Output every line of the material below verbatim, omitting the pictures.

::::::::

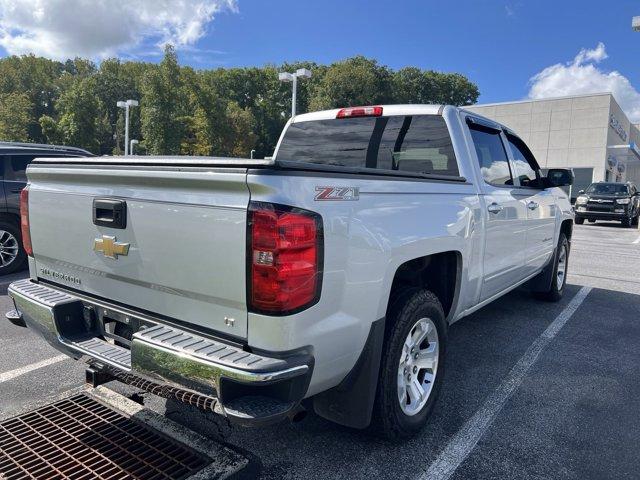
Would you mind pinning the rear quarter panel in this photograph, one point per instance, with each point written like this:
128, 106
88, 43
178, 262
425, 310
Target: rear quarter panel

::::::::

** EXERCISE RESULT **
Would you mind pinning the rear quarter panel in this photograph, one point per instance, with each point written like this:
128, 106
88, 43
178, 262
425, 310
Target: rear quarter panel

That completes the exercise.